* _PROBLEM_:
Scan the entries for the word "below" and return every line that has it.

* _DATASET RECORDS_:
******
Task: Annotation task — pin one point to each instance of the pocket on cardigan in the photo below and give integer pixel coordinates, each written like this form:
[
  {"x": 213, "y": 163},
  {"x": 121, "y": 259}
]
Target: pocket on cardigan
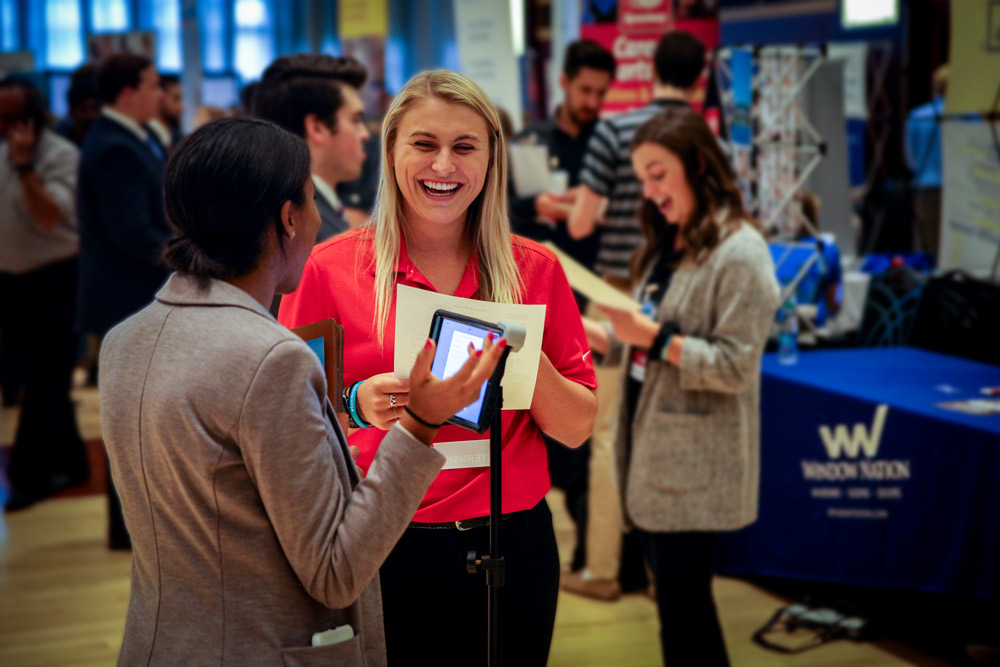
[
  {"x": 346, "y": 654},
  {"x": 675, "y": 454}
]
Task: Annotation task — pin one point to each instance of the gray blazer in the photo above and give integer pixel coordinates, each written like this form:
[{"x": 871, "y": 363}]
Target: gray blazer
[
  {"x": 251, "y": 526},
  {"x": 694, "y": 459}
]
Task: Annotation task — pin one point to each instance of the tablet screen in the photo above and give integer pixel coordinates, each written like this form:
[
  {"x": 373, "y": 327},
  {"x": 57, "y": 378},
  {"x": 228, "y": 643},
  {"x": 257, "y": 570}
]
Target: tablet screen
[{"x": 453, "y": 351}]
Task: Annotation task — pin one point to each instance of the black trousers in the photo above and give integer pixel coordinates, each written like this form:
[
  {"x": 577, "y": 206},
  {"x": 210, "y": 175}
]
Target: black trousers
[
  {"x": 569, "y": 470},
  {"x": 436, "y": 612},
  {"x": 38, "y": 309},
  {"x": 682, "y": 566}
]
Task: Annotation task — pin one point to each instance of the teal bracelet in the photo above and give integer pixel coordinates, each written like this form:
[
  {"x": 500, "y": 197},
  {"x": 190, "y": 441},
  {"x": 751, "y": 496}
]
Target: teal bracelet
[
  {"x": 666, "y": 347},
  {"x": 352, "y": 407}
]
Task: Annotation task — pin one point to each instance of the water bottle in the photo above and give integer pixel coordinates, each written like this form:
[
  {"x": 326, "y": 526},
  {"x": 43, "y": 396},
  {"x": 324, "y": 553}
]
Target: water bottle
[{"x": 788, "y": 333}]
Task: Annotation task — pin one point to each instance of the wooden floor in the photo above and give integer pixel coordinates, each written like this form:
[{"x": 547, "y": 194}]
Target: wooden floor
[{"x": 63, "y": 597}]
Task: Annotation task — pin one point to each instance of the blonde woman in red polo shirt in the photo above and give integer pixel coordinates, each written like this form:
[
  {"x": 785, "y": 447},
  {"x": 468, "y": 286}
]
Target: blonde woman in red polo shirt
[{"x": 441, "y": 224}]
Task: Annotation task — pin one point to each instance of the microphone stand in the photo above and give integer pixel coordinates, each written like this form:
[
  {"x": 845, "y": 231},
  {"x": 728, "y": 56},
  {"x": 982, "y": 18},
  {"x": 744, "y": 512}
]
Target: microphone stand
[{"x": 493, "y": 564}]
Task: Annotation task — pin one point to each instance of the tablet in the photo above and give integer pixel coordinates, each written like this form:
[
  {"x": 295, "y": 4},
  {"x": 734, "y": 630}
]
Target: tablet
[{"x": 452, "y": 334}]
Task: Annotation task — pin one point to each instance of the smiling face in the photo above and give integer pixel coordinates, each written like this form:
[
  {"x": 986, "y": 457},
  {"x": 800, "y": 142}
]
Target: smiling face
[
  {"x": 440, "y": 159},
  {"x": 585, "y": 94},
  {"x": 664, "y": 182}
]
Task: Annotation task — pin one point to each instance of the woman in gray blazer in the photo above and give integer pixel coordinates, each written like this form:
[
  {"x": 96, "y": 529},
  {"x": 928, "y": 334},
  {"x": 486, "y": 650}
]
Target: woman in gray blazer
[
  {"x": 687, "y": 444},
  {"x": 251, "y": 527}
]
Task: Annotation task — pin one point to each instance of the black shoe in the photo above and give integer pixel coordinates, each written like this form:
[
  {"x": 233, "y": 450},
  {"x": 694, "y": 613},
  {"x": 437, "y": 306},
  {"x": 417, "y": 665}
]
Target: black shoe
[
  {"x": 21, "y": 499},
  {"x": 120, "y": 543}
]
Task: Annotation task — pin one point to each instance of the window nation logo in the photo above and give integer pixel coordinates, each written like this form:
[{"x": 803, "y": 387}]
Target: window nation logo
[
  {"x": 852, "y": 453},
  {"x": 840, "y": 441}
]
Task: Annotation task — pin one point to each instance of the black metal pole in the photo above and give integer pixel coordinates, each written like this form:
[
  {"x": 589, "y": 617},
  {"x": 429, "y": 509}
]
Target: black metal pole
[{"x": 495, "y": 575}]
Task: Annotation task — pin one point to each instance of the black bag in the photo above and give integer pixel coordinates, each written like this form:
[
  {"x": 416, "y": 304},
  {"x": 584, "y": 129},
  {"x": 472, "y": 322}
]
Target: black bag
[{"x": 959, "y": 315}]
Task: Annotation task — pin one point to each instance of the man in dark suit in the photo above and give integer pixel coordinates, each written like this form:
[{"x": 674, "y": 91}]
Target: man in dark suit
[
  {"x": 316, "y": 97},
  {"x": 123, "y": 228}
]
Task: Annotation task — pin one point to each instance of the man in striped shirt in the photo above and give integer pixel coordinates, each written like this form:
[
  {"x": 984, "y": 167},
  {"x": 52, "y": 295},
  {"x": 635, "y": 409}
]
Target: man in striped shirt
[{"x": 607, "y": 175}]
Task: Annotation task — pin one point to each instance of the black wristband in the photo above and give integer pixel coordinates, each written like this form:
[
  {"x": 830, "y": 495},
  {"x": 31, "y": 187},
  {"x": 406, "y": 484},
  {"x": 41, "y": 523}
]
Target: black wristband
[
  {"x": 425, "y": 423},
  {"x": 667, "y": 329}
]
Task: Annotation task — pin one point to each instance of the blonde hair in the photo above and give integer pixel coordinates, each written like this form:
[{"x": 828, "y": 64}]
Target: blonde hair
[{"x": 486, "y": 220}]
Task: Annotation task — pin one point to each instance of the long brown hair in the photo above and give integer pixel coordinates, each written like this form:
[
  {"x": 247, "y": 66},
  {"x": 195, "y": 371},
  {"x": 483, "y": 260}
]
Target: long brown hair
[{"x": 683, "y": 132}]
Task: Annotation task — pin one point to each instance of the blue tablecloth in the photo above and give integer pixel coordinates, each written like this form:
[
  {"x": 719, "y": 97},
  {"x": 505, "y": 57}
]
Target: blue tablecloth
[{"x": 865, "y": 481}]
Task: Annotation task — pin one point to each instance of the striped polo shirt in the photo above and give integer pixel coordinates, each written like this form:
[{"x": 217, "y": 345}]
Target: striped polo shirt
[{"x": 607, "y": 170}]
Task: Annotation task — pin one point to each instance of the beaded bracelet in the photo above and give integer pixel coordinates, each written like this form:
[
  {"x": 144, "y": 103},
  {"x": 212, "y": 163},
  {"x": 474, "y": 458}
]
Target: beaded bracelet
[{"x": 352, "y": 408}]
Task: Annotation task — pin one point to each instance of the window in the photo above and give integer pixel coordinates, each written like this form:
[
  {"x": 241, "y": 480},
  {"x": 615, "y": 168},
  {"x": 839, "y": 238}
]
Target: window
[
  {"x": 163, "y": 17},
  {"x": 212, "y": 20},
  {"x": 63, "y": 35},
  {"x": 8, "y": 26},
  {"x": 109, "y": 16},
  {"x": 254, "y": 38}
]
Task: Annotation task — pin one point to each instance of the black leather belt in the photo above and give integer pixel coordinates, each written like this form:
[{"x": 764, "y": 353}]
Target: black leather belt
[{"x": 464, "y": 524}]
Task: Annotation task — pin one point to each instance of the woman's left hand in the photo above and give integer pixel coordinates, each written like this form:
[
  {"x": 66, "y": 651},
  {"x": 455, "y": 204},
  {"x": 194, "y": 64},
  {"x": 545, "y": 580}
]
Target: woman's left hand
[{"x": 631, "y": 326}]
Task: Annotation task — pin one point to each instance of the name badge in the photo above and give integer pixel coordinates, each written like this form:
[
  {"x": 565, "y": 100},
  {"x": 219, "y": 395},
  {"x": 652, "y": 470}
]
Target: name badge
[
  {"x": 464, "y": 453},
  {"x": 637, "y": 369}
]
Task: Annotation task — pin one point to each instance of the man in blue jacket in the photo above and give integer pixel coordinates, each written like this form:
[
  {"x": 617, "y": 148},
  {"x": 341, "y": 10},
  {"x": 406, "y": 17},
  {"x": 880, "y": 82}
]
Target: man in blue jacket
[{"x": 123, "y": 228}]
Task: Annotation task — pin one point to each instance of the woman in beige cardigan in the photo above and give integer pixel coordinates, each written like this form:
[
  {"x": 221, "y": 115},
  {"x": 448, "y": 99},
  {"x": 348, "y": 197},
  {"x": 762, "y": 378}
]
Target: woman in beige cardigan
[
  {"x": 687, "y": 447},
  {"x": 251, "y": 527}
]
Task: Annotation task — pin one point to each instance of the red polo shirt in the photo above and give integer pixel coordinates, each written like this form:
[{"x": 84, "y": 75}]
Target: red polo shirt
[{"x": 339, "y": 282}]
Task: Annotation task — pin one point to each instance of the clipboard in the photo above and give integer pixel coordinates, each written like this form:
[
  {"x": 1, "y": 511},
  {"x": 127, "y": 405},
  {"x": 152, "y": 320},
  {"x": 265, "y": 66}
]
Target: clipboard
[{"x": 326, "y": 339}]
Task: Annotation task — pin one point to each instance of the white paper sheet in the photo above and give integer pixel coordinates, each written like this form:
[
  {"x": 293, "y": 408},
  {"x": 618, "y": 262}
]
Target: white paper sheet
[
  {"x": 415, "y": 309},
  {"x": 588, "y": 284},
  {"x": 529, "y": 167}
]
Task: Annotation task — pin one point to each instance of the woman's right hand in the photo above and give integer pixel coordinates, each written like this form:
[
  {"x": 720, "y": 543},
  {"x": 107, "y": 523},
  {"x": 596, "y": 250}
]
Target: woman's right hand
[
  {"x": 376, "y": 396},
  {"x": 434, "y": 401}
]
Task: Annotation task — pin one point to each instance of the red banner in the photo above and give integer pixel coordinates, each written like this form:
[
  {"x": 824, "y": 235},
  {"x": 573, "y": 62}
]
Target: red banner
[
  {"x": 633, "y": 86},
  {"x": 642, "y": 17}
]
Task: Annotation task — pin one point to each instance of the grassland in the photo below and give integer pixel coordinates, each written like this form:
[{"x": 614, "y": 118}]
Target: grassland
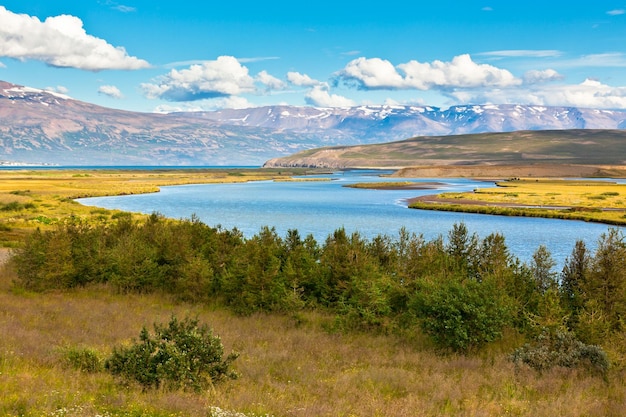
[
  {"x": 40, "y": 198},
  {"x": 599, "y": 201},
  {"x": 584, "y": 151},
  {"x": 289, "y": 364}
]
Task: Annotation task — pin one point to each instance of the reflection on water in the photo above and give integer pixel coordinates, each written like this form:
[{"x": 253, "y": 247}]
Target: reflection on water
[{"x": 320, "y": 207}]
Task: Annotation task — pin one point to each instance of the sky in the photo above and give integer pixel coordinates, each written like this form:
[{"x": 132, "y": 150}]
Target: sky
[{"x": 162, "y": 56}]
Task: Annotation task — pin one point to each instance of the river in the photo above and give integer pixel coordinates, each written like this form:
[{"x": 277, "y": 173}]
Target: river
[{"x": 320, "y": 207}]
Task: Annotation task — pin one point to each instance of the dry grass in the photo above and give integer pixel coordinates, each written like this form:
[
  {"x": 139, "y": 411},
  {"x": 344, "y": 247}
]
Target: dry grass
[
  {"x": 50, "y": 194},
  {"x": 288, "y": 367},
  {"x": 600, "y": 201}
]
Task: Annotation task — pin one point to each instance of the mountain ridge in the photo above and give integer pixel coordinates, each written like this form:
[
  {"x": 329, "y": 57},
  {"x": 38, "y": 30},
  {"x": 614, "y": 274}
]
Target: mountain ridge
[{"x": 43, "y": 127}]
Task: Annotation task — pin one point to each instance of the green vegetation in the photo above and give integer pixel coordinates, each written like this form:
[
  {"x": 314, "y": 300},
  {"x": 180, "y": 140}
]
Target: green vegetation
[
  {"x": 573, "y": 153},
  {"x": 347, "y": 326},
  {"x": 182, "y": 355},
  {"x": 464, "y": 294},
  {"x": 355, "y": 326},
  {"x": 38, "y": 198}
]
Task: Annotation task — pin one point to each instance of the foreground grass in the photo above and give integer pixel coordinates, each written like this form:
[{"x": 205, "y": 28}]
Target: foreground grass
[
  {"x": 289, "y": 366},
  {"x": 40, "y": 198},
  {"x": 599, "y": 201}
]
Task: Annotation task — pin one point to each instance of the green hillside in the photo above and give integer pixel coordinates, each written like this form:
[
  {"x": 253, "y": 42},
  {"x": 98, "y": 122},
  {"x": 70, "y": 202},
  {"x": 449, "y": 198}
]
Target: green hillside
[{"x": 548, "y": 147}]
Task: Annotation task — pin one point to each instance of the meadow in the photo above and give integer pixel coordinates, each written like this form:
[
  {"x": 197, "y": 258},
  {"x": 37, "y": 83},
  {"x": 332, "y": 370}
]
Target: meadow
[
  {"x": 289, "y": 366},
  {"x": 588, "y": 200},
  {"x": 306, "y": 361},
  {"x": 31, "y": 199}
]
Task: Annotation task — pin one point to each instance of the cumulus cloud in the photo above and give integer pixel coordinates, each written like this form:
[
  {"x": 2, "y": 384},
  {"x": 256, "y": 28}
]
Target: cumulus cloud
[
  {"x": 524, "y": 53},
  {"x": 320, "y": 97},
  {"x": 541, "y": 76},
  {"x": 372, "y": 73},
  {"x": 58, "y": 89},
  {"x": 60, "y": 41},
  {"x": 212, "y": 79},
  {"x": 270, "y": 82},
  {"x": 302, "y": 80},
  {"x": 589, "y": 94},
  {"x": 461, "y": 72},
  {"x": 111, "y": 91}
]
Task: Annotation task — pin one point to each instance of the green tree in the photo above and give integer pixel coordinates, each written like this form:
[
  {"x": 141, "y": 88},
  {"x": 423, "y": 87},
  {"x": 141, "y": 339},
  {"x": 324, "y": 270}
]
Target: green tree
[
  {"x": 541, "y": 267},
  {"x": 573, "y": 277}
]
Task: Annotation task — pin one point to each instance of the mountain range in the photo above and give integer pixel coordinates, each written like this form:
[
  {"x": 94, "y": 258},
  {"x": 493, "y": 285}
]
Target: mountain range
[{"x": 42, "y": 127}]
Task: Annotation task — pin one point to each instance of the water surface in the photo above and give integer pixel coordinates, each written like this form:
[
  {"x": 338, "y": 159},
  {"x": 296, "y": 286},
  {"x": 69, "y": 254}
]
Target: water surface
[{"x": 321, "y": 207}]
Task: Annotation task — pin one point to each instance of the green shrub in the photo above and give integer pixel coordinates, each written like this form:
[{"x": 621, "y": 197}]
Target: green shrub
[
  {"x": 182, "y": 355},
  {"x": 561, "y": 348},
  {"x": 462, "y": 316}
]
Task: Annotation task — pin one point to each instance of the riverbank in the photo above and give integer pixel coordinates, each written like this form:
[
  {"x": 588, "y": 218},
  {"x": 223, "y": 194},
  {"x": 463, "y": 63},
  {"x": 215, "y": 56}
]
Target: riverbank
[
  {"x": 597, "y": 201},
  {"x": 40, "y": 198}
]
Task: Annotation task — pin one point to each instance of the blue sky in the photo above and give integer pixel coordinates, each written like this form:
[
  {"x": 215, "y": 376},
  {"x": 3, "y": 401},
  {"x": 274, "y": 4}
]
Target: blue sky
[{"x": 182, "y": 55}]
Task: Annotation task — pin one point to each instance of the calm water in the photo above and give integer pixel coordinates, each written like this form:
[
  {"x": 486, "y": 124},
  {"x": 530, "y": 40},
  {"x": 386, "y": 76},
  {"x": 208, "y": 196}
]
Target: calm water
[{"x": 321, "y": 207}]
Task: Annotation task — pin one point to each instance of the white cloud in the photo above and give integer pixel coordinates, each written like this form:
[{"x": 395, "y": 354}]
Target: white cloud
[
  {"x": 304, "y": 80},
  {"x": 588, "y": 94},
  {"x": 541, "y": 76},
  {"x": 524, "y": 53},
  {"x": 60, "y": 41},
  {"x": 461, "y": 72},
  {"x": 111, "y": 91},
  {"x": 271, "y": 82},
  {"x": 58, "y": 89},
  {"x": 211, "y": 79},
  {"x": 320, "y": 97},
  {"x": 616, "y": 12},
  {"x": 372, "y": 73}
]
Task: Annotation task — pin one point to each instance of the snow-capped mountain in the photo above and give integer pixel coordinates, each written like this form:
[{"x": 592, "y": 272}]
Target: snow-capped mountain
[{"x": 39, "y": 126}]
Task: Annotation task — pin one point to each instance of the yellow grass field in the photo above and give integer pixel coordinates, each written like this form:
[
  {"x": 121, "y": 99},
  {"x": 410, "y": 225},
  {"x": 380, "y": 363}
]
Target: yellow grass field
[
  {"x": 40, "y": 198},
  {"x": 590, "y": 200}
]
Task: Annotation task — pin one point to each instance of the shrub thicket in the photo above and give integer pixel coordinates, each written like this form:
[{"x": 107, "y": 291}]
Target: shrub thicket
[
  {"x": 463, "y": 291},
  {"x": 183, "y": 355}
]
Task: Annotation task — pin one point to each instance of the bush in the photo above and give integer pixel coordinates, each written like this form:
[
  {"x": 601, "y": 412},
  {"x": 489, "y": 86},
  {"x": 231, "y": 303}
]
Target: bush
[
  {"x": 462, "y": 316},
  {"x": 561, "y": 348},
  {"x": 180, "y": 356}
]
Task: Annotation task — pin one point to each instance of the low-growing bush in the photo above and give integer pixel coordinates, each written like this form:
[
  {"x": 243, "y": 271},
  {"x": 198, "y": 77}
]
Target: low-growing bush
[
  {"x": 561, "y": 348},
  {"x": 182, "y": 355}
]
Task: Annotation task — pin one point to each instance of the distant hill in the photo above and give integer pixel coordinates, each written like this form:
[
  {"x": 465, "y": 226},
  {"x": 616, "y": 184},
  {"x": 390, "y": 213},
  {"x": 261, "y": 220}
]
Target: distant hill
[
  {"x": 42, "y": 127},
  {"x": 521, "y": 148}
]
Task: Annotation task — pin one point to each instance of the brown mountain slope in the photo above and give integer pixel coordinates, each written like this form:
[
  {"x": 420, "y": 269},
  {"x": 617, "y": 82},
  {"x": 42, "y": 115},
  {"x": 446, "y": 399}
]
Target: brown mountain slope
[{"x": 547, "y": 148}]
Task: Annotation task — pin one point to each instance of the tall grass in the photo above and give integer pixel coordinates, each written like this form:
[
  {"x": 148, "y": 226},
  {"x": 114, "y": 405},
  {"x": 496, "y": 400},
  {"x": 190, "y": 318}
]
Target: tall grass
[{"x": 289, "y": 366}]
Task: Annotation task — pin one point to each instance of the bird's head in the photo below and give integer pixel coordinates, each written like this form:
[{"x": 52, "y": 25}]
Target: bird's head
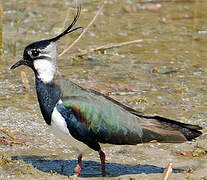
[{"x": 41, "y": 56}]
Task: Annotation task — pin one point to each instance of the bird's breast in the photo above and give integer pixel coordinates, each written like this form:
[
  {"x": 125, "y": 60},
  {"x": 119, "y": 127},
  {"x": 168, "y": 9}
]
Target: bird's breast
[{"x": 60, "y": 129}]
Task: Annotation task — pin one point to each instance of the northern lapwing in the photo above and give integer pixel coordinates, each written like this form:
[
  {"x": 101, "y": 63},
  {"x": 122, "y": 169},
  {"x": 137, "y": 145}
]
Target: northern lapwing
[{"x": 86, "y": 118}]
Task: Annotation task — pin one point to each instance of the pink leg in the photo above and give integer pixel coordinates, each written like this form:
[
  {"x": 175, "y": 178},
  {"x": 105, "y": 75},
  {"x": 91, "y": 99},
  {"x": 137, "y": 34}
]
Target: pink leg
[
  {"x": 79, "y": 165},
  {"x": 102, "y": 158}
]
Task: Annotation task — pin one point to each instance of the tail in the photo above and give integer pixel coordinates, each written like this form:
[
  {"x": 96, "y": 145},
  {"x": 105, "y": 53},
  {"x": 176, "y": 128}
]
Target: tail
[{"x": 168, "y": 131}]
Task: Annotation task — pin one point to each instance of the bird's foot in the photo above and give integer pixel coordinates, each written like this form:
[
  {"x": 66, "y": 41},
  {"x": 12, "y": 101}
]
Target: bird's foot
[
  {"x": 77, "y": 169},
  {"x": 102, "y": 158}
]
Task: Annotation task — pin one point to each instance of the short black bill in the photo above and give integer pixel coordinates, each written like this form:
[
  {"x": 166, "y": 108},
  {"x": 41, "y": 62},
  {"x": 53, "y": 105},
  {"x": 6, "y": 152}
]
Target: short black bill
[{"x": 17, "y": 64}]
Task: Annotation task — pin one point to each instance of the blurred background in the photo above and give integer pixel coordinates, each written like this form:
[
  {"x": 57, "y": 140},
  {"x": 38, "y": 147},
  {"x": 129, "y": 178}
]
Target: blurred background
[{"x": 165, "y": 74}]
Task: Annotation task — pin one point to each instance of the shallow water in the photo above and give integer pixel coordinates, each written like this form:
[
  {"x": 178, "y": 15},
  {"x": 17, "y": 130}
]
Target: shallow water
[{"x": 165, "y": 74}]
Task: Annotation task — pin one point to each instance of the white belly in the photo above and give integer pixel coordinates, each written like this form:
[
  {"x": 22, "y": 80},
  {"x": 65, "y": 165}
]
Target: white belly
[{"x": 60, "y": 129}]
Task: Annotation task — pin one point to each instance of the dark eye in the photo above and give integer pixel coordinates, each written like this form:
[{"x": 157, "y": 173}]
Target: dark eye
[{"x": 35, "y": 53}]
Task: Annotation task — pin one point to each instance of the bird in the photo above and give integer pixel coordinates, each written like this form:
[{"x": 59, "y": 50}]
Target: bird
[{"x": 86, "y": 118}]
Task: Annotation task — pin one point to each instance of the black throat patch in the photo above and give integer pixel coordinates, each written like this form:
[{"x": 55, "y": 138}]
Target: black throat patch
[{"x": 48, "y": 95}]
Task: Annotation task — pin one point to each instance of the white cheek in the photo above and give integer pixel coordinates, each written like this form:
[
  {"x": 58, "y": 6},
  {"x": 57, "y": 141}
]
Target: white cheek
[{"x": 45, "y": 69}]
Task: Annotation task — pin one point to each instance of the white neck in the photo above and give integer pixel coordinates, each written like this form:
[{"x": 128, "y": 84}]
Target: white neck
[{"x": 45, "y": 69}]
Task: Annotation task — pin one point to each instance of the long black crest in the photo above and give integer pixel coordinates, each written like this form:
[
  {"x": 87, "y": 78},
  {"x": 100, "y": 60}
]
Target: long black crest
[{"x": 69, "y": 29}]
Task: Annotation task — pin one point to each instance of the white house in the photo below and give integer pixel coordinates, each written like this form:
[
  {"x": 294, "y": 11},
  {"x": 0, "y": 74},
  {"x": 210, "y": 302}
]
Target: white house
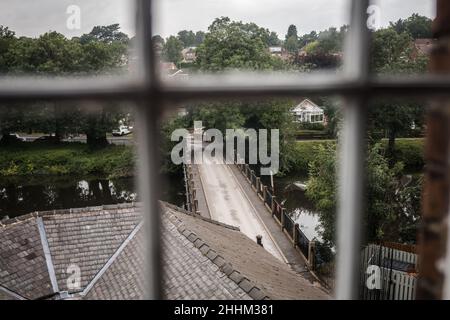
[{"x": 309, "y": 112}]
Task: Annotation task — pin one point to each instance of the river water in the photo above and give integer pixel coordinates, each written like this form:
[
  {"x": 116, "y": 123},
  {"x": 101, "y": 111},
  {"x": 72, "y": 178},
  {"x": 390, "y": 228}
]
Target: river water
[
  {"x": 19, "y": 195},
  {"x": 299, "y": 208}
]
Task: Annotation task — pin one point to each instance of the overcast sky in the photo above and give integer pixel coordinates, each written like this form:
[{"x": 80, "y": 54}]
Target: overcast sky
[{"x": 34, "y": 17}]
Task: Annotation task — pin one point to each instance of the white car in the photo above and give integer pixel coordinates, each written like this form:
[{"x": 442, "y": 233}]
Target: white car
[{"x": 122, "y": 131}]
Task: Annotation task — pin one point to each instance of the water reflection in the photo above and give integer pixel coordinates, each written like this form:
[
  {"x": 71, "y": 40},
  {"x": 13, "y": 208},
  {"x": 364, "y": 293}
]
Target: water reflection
[
  {"x": 298, "y": 206},
  {"x": 20, "y": 196}
]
******
* _RESULT OF THE TASK_:
Task: Annotation task — pin one point to each instance of the pocket on cardigan in the photo below and give integer pixel coordinates, each written like this form:
Task: Annotation task — pin one point to each instance of the grassland in the photo below and give integer pixel coordinates, each written like this form:
Task: Annotation task — pin one point to each instance of the bird's head in the photo below and give integer pixel coordinates, each written like this form:
Task: Annotation task — pin one point to each instance of the white house in the photo below and give integer pixel coordinates, each written like this form:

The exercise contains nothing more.